**EXERCISE:**
Please return every line of the records that contains the word "where".

[Extracted data entries]
____
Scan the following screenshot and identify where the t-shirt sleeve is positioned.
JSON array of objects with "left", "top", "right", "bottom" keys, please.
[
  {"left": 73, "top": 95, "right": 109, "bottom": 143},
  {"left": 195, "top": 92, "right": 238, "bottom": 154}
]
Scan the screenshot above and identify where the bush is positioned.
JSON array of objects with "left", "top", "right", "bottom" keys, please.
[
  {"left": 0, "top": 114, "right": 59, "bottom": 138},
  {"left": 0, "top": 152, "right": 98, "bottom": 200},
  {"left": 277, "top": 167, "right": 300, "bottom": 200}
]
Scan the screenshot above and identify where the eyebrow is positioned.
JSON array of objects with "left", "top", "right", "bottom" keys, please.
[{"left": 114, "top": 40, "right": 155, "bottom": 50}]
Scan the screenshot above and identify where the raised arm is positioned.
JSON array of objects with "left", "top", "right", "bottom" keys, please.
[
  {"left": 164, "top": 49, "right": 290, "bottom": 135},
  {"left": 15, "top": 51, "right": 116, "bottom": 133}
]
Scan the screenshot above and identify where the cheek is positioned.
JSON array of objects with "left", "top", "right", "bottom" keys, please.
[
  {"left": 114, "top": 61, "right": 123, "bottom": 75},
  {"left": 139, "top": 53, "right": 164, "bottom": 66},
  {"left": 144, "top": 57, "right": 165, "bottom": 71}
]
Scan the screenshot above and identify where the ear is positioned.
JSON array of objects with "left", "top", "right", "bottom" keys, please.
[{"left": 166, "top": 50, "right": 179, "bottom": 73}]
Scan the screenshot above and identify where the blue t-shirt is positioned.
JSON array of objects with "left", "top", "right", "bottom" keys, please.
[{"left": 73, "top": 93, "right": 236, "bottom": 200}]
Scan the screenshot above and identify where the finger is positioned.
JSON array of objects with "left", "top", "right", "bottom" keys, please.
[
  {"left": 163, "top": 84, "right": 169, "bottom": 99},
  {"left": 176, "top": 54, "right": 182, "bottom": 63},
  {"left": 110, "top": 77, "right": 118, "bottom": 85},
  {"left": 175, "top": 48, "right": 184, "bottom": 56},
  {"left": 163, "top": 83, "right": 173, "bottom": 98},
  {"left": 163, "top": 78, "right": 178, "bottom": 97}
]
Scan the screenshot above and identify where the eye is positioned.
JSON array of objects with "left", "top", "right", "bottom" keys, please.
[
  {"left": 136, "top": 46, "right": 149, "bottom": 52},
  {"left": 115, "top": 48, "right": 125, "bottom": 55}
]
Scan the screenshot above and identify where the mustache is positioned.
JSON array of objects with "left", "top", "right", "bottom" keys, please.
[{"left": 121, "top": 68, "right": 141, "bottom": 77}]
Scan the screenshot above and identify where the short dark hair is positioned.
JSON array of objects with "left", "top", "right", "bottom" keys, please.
____
**WORKED SOLUTION:**
Scan the following screenshot and identify where the t-shirt sleeve is positioned.
Scan the screenshot above and identify where the bush is positioned.
Scan the screenshot above and identify where the eyebrow is positioned.
Scan the screenshot above and identify where the raised arm is positioned.
Scan the screenshot above and identify where the cheek is positioned.
Scan the screenshot above and identify where the ear is positioned.
Scan the screenshot above and identify where the blue t-shirt is positioned.
Scan the screenshot above and identify where the finger is positioned.
Scan the screenshot above and identify where the eye is positioned.
Scan the screenshot above and identify where the mustache is positioned.
Scan the screenshot above and identify where the short dark hair is positioned.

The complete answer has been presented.